** EXCERPTED RECORDS **

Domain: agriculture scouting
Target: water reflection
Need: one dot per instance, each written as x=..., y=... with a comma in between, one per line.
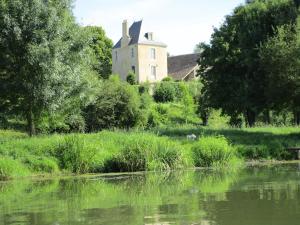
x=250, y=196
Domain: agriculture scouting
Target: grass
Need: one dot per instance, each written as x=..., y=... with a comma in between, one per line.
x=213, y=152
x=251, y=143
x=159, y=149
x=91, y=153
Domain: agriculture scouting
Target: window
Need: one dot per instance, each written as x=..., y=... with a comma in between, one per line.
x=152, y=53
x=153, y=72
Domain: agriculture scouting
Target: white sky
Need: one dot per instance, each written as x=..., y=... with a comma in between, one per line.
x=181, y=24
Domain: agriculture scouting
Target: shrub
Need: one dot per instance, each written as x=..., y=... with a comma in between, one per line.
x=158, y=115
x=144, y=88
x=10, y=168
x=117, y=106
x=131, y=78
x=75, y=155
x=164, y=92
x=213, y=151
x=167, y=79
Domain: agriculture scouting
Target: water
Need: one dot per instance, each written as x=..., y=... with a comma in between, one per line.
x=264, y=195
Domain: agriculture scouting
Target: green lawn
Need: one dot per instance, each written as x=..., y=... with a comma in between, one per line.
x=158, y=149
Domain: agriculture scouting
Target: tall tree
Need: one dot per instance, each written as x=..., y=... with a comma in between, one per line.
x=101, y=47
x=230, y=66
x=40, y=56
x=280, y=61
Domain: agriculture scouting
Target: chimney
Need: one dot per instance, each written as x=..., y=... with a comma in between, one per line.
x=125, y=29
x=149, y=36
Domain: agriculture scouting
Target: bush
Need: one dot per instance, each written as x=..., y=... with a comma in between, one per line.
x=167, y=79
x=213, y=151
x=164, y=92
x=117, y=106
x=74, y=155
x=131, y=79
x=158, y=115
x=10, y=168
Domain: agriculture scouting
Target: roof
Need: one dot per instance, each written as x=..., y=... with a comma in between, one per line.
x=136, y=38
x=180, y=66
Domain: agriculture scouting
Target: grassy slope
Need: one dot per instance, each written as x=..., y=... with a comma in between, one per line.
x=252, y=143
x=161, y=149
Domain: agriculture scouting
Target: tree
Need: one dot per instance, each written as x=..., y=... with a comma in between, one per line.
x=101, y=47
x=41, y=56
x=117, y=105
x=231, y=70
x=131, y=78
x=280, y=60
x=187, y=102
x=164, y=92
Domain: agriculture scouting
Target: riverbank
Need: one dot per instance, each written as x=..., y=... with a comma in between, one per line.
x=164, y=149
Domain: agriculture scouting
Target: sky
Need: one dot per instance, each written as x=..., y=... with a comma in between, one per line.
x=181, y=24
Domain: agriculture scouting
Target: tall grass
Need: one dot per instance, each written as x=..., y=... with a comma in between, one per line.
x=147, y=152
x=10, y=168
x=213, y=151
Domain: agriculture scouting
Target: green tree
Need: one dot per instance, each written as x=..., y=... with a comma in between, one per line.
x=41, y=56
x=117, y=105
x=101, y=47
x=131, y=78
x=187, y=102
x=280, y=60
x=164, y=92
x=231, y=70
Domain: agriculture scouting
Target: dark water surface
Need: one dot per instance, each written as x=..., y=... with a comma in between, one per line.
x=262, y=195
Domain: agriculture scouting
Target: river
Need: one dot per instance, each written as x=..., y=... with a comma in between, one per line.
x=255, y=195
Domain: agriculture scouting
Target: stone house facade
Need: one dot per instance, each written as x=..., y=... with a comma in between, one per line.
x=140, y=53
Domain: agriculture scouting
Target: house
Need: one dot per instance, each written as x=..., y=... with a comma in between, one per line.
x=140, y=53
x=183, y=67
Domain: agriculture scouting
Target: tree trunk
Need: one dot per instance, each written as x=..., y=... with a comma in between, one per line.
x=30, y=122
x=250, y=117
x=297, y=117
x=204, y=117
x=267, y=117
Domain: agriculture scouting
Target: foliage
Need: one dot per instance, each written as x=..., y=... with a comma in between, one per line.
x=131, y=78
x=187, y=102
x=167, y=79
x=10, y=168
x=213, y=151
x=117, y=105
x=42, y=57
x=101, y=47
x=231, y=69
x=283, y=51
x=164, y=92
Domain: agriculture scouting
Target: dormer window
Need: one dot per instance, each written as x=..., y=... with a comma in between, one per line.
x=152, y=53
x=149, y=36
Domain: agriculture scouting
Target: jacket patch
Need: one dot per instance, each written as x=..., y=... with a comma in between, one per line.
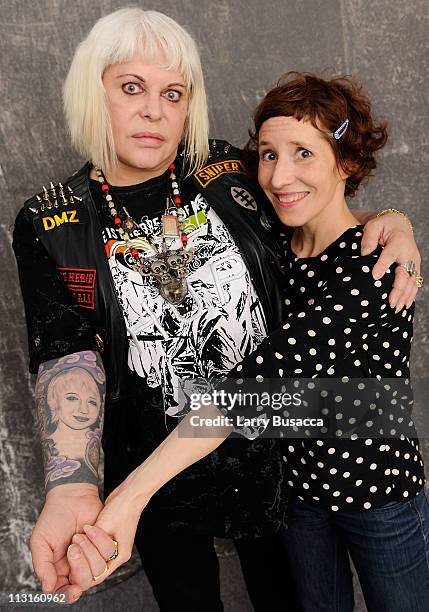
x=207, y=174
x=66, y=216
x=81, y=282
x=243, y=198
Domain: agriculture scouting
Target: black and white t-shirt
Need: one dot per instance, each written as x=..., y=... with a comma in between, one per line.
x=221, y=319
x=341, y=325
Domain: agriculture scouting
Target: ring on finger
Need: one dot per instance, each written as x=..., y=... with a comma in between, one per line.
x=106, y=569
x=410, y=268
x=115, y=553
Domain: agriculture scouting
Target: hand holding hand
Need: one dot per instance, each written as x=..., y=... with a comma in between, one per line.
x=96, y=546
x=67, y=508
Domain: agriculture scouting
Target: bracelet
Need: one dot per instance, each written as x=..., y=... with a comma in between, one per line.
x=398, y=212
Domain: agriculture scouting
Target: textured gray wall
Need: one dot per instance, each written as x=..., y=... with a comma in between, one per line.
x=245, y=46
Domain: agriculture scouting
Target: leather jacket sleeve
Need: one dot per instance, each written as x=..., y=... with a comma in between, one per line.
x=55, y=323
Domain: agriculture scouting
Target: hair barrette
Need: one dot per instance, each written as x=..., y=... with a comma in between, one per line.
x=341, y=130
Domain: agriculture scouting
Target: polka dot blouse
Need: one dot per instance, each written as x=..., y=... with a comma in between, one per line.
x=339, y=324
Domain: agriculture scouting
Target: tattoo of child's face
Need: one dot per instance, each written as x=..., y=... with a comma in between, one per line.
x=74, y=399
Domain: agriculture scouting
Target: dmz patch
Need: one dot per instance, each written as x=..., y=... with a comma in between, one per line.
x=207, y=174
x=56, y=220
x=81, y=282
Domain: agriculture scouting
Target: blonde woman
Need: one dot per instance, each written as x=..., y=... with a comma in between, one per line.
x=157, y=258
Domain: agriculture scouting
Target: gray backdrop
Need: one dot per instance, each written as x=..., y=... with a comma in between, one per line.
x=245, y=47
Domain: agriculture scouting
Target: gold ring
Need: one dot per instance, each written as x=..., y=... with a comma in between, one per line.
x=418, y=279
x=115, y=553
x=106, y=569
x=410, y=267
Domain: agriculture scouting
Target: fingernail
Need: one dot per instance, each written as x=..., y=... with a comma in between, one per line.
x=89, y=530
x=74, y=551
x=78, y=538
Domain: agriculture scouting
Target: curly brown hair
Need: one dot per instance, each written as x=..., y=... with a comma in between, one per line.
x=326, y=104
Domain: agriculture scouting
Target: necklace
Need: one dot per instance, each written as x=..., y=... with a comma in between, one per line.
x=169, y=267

** WHAT THE EXERCISE ASKS **
Can you copy every line of the records above word for word, leaving the pictures out?

** FINAL RESULT **
Domain: agriculture scouting
Target: water reflection
Need: one dot per instance, each written as x=..., y=... with a comma in between, one per line.
x=250, y=196
Domain: agriculture scouting
Target: grass
Need: one dot per instance, each written as x=..., y=... with a comma in between, one per line.
x=213, y=152
x=251, y=143
x=159, y=149
x=91, y=153
Domain: agriculture scouting
Target: window
Need: one dot per instance, each written as x=..., y=... with a comma in between, one per line.
x=152, y=53
x=153, y=72
Domain: agriculture scouting
Target: white sky
Need: one dot per instance, each written as x=..., y=... with a comma in between, one per line.
x=181, y=24
Domain: agriculture scouting
Target: shrub
Need: one dot per instance, each written as x=..., y=... with a comma in between, one per line.
x=158, y=115
x=144, y=88
x=10, y=168
x=117, y=106
x=131, y=78
x=75, y=155
x=164, y=92
x=213, y=151
x=167, y=79
Domain: agriculture scouting
Target: water
Need: one dot per instance, each written as x=..., y=... with a comma in between, one per line.
x=264, y=195
Domain: agriculture scouting
Target: green lawn
Need: one dot per instance, each written as x=..., y=... with a comma in between, one per line.
x=158, y=149
Domain: agriculture scouting
Target: tall tree
Need: one dot per instance, each written as x=..., y=... with a comma in between, one per line.
x=101, y=47
x=230, y=66
x=40, y=56
x=280, y=61
Domain: agriculture scouting
Target: chimney
Need: one dot per instance, each written as x=..., y=... with a comma in between, one per line.
x=125, y=29
x=149, y=36
Domain: agriculture scouting
Target: bush
Need: one dot per instance, each written as x=..., y=... with a comma in between, one per line.
x=167, y=79
x=213, y=151
x=164, y=92
x=117, y=106
x=74, y=155
x=131, y=79
x=158, y=115
x=10, y=168
Domain: agriculture scouting
Target: roof
Need: one dot per instance, each written as x=..., y=... with a comma in between, one per line.
x=136, y=38
x=180, y=66
Domain: agriculture scouting
Target: grassy slope
Need: one dot per instance, each written as x=..., y=... with a comma in between, one per line.
x=252, y=143
x=161, y=149
Domain: agriculture scouting
Target: tree
Need: one dot per instance, each written as x=..., y=... with a comma in between, one per line.
x=101, y=47
x=41, y=56
x=117, y=105
x=231, y=70
x=131, y=78
x=280, y=60
x=187, y=102
x=164, y=92
Domain: agriculture scouting
Target: riverbank
Need: one dot per instance, each written as x=..., y=... with a comma in between, one per line.
x=164, y=149
Domain: agriculture scouting
Target: sky
Need: one dot per instance, each written as x=..., y=... with a comma in between, one per line.
x=181, y=24
Domain: agriculture scouting
Target: tall grass
Need: one dot per instance, each written as x=..., y=... with a comma in between, one per line.
x=147, y=152
x=10, y=168
x=213, y=151
Domain: agriculture scouting
Target: green tree
Need: one dot per instance, each written as x=..., y=... with a comma in between, one per line.
x=41, y=56
x=117, y=105
x=101, y=47
x=131, y=78
x=187, y=102
x=280, y=60
x=164, y=92
x=231, y=70
Domain: agriculture scouting
Target: dark water surface
Need: one dot per instance, each written as x=..., y=... with a comma in between, one per line.
x=262, y=195
Domain: agriculture scouting
Target: river
Need: one dot per instance, each written as x=..., y=... with a comma in between, one per line.
x=255, y=195
Domain: agriculture scouting
Target: stone house facade
Need: one dot per instance, each written as x=..., y=... with a comma in between, one per line.
x=140, y=53
Domain: agriculture scouting
Target: house
Need: one dot per instance, each written as x=..., y=... with a comma in between, one per line.
x=140, y=53
x=183, y=67
Domain: agriculture scouting
Target: tree trunk
Need: one dot per instance, each written as x=..., y=... with a comma in between, one per line.
x=30, y=122
x=250, y=117
x=297, y=117
x=204, y=117
x=267, y=117
Domain: agriculture scouting
Target: foliage
Need: one dot per instance, each written as x=..., y=... with a comma in between, one per line.
x=131, y=78
x=187, y=102
x=167, y=79
x=10, y=168
x=213, y=151
x=117, y=105
x=42, y=57
x=101, y=47
x=231, y=69
x=283, y=51
x=164, y=92
Domain: agriculture scouting
Target: dormer window
Need: one dot per instance, each written as x=..., y=... with a comma in between, one per line.
x=152, y=53
x=149, y=36
Domain: agriculture scouting
Target: jacket patch
Need: one dot per instance, each written as x=..., y=... with a comma in between, one per line.
x=207, y=174
x=66, y=216
x=81, y=282
x=243, y=198
Domain: agriculture scouting
Target: black and white t-shirt
Need: one dot per instance, each written as x=..., y=... with a comma in between, one per line.
x=221, y=319
x=341, y=325
Domain: agriculture scouting
Target: ring on finger
Need: one dot per instance, each written as x=..., y=... with a comma in between, one per line.
x=106, y=569
x=410, y=268
x=115, y=553
Domain: agriculture scouting
Target: hand holding hand
Need: one dot per instance, each written as x=..., y=... with a comma in between, one per line.
x=96, y=546
x=67, y=508
Domain: agriculture scouting
Target: bracelet
Need: one dot per instance, each written as x=..., y=... with a comma in between, one per line.
x=398, y=212
Domain: agriculture scouting
Target: textured gray wall
Need: one dot per instance, each written as x=..., y=... with a comma in between, one per line.
x=245, y=46
Domain: agriculture scouting
Target: leather jacket sleeve
Need: one dot per instance, each written as x=..., y=... with a comma in between, one per line.
x=55, y=323
Domain: agriculture scouting
Target: hair barrette
Need: one dot per instance, each written as x=..., y=... with a comma in between, one per line.
x=341, y=130
Domain: agriculture scouting
Target: polka dot blouse
Need: one dot per instance, each written as x=..., y=... with a comma in between, one per line.
x=339, y=324
Domain: agriculture scouting
Target: tattoo of child's face
Need: one dot per instance, each written as x=..., y=... with a comma in between, one per line.
x=74, y=399
Domain: agriculture scouting
Target: dmz patch
Need: one dot per instance, each written as x=..., y=... with a comma in between, one per line.
x=207, y=174
x=56, y=220
x=81, y=282
Domain: agriculture scouting
Target: blonde woman
Need: one dot per instance, each written as x=..., y=... with a comma in between, one per line.
x=157, y=258
Domain: agriculture scouting
Target: gray backdrop
Need: one dot per instance, each written as x=..., y=... with a comma in between, one per line.
x=245, y=47
Domain: agriculture scouting
Target: gold ring
Need: one dot per instance, each written as x=..., y=... with a comma in between, one per line.
x=418, y=279
x=115, y=553
x=106, y=569
x=410, y=267
Domain: agriculture scouting
Target: fingernail
Need: one dot per instance, each written as x=..., y=... with a comma in between, one per line.
x=89, y=530
x=74, y=551
x=78, y=538
Domain: agriculture scouting
Target: curly brown hair
Need: one dot per instance, each written as x=..., y=... with a comma in between, one per line.
x=326, y=104
Domain: agriculture scouting
Target: necklace
Need: one dot per instance, each written as x=..., y=... with a comma in between, one per line.
x=169, y=267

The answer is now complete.